> _To do_:
(1) List every line in the records that contains the string "roof".
(2) Continue the article about the Pakistan Stock Exchange selloff from its last sentence.

> _Text to read_:
## start

PSX extends losses amid profit-taking, foreign outflows concerns

KSE-100 Index falls 2,671.87 points, or -2.41%, to intraday low of 108,398.42

Broker is busy in trading at Pakistan Stock Exchange in Karachi on Wednesday, December 11, 2024. — PPI
Broker is busy in trading at Pakistan Stock Exchange in Karachi on Wednesday, December 11, 2024. — PPI

The capital market remained under intense selling pressure on Thursday, continuing its decline from the previous day as aggressive profit-taking and cautious investor sentiment due to concerns over foreign outflows.

The Pakistan Stock Exchange’s (PSX) benchmark KSE-100 Index dropped 2,671.87 points, or 2.41%, to a low of 108,398.42 during early trading, extending losses from Wednesday’s historic single-day fall of 3,790 points, the largest point-wise decline in PSX history. The index closed Wednesday at 111,070.29 after a session marked by a sharp reversal from early gains.

## end

> _Supplied data_:
## start

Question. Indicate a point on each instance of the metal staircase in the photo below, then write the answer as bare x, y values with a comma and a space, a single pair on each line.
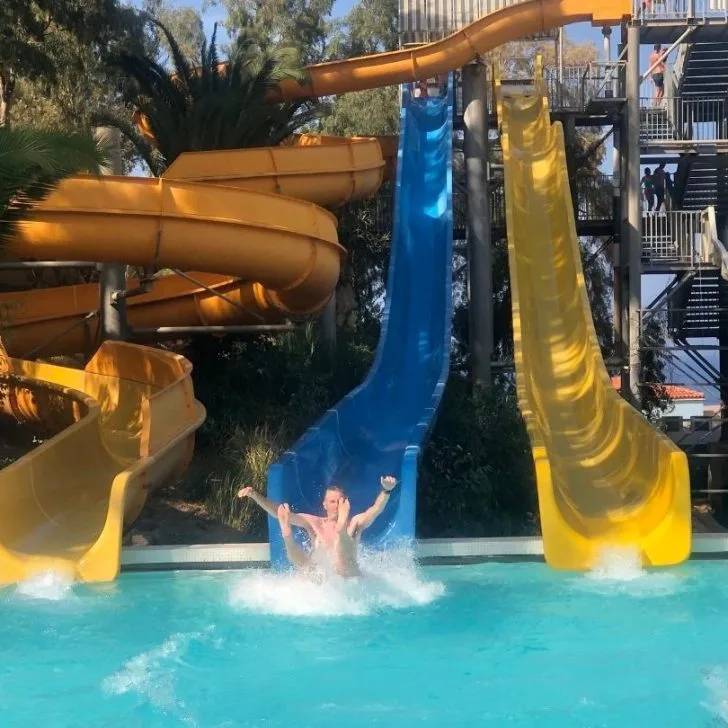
699, 308
704, 70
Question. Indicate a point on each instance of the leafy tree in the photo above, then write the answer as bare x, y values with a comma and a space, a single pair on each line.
300, 24
209, 107
183, 22
51, 58
655, 399
32, 162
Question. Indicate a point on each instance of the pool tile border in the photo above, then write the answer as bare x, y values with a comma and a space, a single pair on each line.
429, 551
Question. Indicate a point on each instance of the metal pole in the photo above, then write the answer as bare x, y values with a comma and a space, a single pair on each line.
328, 326
480, 263
113, 275
634, 218
617, 247
666, 53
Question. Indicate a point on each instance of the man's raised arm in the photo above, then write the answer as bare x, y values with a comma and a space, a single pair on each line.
363, 520
271, 507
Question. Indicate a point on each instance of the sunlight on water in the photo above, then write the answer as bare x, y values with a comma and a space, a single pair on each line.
618, 570
618, 563
390, 580
152, 675
50, 585
715, 680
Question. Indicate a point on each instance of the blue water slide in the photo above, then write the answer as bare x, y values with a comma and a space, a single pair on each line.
379, 428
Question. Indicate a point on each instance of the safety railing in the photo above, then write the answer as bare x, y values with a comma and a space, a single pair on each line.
672, 237
565, 87
600, 80
712, 250
656, 10
697, 119
595, 196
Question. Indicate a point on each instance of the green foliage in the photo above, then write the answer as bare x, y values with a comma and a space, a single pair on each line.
477, 473
183, 22
655, 399
299, 24
209, 107
31, 164
363, 113
51, 59
261, 395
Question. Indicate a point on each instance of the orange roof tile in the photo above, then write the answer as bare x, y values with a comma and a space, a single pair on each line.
674, 391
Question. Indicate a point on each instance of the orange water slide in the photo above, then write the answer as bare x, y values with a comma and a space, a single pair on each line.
253, 220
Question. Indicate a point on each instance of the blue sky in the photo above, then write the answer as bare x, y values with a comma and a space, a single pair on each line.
580, 32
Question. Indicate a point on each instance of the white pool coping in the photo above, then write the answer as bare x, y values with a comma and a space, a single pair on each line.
442, 550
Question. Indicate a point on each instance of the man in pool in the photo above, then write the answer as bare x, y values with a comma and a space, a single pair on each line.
335, 533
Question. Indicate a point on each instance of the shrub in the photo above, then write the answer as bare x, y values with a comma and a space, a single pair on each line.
477, 473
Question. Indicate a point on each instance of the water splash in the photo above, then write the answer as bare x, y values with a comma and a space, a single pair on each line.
618, 571
49, 585
715, 680
618, 563
390, 580
152, 675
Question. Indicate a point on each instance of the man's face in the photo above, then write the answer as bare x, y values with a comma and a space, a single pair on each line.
331, 503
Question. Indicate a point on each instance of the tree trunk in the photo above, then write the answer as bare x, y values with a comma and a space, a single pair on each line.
7, 86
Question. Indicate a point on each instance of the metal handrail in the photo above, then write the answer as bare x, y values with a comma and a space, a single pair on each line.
681, 10
712, 250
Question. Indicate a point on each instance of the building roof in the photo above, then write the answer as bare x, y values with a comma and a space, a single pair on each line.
674, 391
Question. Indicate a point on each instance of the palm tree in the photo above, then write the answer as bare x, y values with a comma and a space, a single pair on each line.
211, 106
32, 162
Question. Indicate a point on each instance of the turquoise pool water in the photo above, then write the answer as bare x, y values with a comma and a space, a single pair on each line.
492, 644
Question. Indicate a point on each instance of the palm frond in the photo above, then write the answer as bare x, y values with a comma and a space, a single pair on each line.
32, 163
151, 156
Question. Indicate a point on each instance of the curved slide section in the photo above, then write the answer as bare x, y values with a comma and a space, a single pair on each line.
605, 477
379, 428
440, 57
129, 420
126, 422
287, 267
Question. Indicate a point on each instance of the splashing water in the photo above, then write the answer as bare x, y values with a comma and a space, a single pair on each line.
618, 563
152, 675
390, 580
49, 585
618, 570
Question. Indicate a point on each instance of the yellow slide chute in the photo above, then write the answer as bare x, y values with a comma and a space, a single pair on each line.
605, 476
252, 223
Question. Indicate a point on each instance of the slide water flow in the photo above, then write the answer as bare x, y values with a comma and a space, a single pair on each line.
379, 427
606, 478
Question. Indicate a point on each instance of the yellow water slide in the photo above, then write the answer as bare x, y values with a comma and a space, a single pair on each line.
605, 476
126, 422
252, 223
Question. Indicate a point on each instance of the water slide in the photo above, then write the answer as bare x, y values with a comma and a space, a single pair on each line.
126, 421
287, 266
378, 429
272, 199
605, 476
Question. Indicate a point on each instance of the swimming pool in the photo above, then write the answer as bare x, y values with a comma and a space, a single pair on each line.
489, 644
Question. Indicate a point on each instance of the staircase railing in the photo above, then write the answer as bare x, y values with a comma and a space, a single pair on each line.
671, 237
712, 250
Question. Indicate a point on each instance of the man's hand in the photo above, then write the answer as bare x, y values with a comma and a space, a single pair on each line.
388, 483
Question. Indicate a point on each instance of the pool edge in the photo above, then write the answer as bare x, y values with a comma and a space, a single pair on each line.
435, 551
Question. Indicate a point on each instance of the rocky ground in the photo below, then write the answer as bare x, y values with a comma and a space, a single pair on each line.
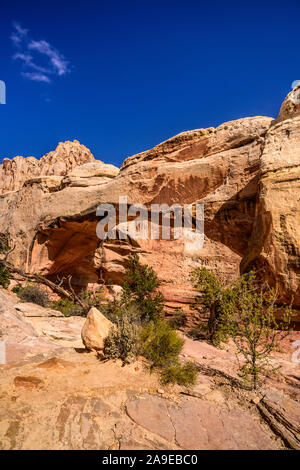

## end

> _Written answers_:
(1)
Question. Indicate a point on each instance of the orange roof tile in the photo above, then write the answer as bare x, y values with a comma and a space, a single pair on each line.
Question. Indicate a point on each instance of the building roof in the photo above, then write the answer as bare x, y values with a comma and a space, a single pair on each line.

(2)
Ahsan Mehanti, Managing Director and CEO of Arif Habib Commodities, said: “Stocks [are] bearish on concerns for foreign outflows and cautious SBP policy easing on susceptible multiple risks.

Consolidation in blue-chip scrips, rupee instability, and weak global crude oil prices played a catalyst role in bearish activity.”

Data from the SBP showed a sharp rise in profit and dividend repatriations by multinational companies. Repatriations surged by 112% year-on-year to $1.128 billion during the first five months of FY25, reflecting unrestricted dollar outflows amidst improved foreign exchange reserves.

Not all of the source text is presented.